» Stated task
Put every line of the entries below into a numbered list, skipping any blank lines. Leave the pictures out.

* START Records supplied *

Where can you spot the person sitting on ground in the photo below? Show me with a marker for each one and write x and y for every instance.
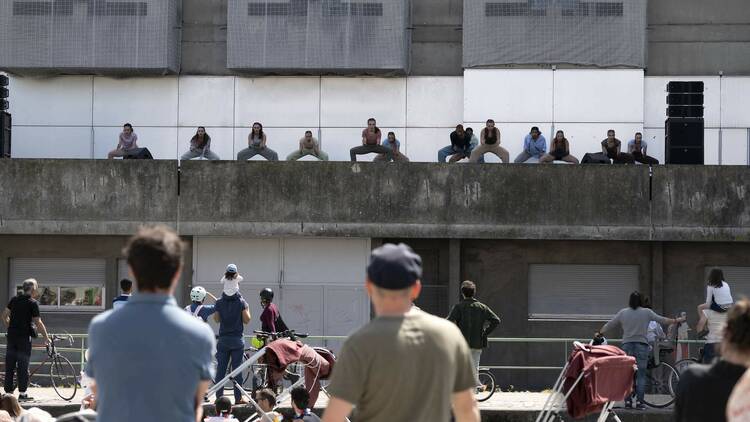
(612, 148)
(460, 145)
(394, 144)
(308, 145)
(534, 146)
(371, 143)
(266, 400)
(704, 390)
(559, 149)
(223, 408)
(256, 145)
(197, 308)
(634, 321)
(638, 147)
(127, 288)
(200, 146)
(300, 401)
(490, 142)
(231, 280)
(127, 142)
(718, 294)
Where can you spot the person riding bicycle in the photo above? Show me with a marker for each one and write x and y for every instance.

* END Records supplied *

» Complete output
1. Where can you spot the person sitting on ground in the photo below? Show me with a marker for each one and write x and y for every instance.
2. (612, 148)
3. (460, 145)
4. (394, 144)
5. (308, 145)
6. (534, 146)
7. (371, 143)
8. (266, 400)
9. (704, 390)
10. (559, 149)
11. (223, 408)
12. (256, 145)
13. (197, 308)
14. (634, 321)
15. (638, 147)
16. (127, 288)
17. (200, 146)
18. (300, 401)
19. (490, 142)
20. (231, 280)
21. (127, 142)
22. (718, 294)
23. Where can you spot the person riding bicycle in the photo above? Show me with a marker for each one and write x and y for every instance.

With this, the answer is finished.